> _Exercise requirements_: Where the line with "An instance may" appears below, start writing out lines exactly, and finish with the line with "Please answer as", which is included; write out nothing else.
--- Provided information Enclosed Below ---
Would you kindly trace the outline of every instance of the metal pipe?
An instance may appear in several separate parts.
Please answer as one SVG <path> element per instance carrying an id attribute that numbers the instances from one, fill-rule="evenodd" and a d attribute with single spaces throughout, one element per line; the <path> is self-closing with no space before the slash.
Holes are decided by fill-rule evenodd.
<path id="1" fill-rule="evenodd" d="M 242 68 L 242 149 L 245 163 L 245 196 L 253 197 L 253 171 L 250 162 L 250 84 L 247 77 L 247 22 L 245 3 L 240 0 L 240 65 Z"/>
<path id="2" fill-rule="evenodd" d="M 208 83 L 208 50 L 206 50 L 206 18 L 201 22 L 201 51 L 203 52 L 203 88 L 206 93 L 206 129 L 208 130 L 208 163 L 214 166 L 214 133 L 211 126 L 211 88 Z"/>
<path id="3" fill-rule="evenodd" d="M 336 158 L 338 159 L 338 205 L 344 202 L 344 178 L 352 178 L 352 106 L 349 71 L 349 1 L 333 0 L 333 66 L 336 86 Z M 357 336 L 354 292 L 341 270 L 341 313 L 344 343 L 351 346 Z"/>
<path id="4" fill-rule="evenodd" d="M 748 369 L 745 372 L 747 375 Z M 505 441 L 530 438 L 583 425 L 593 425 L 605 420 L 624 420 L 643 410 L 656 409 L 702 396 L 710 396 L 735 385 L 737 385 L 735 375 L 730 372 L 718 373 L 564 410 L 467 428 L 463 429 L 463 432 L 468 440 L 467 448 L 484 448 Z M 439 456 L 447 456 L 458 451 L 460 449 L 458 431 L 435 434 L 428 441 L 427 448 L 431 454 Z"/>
--- End of Enclosed Provided information ---
> _Answer to this exercise_:
An instance may appear in several separate parts.
Please answer as one SVG <path> element per instance carrying an id attribute that numbers the instances from one, fill-rule="evenodd" and a d attribute with single spaces throughout, one element per line; the <path> is self-closing with no space before the slash.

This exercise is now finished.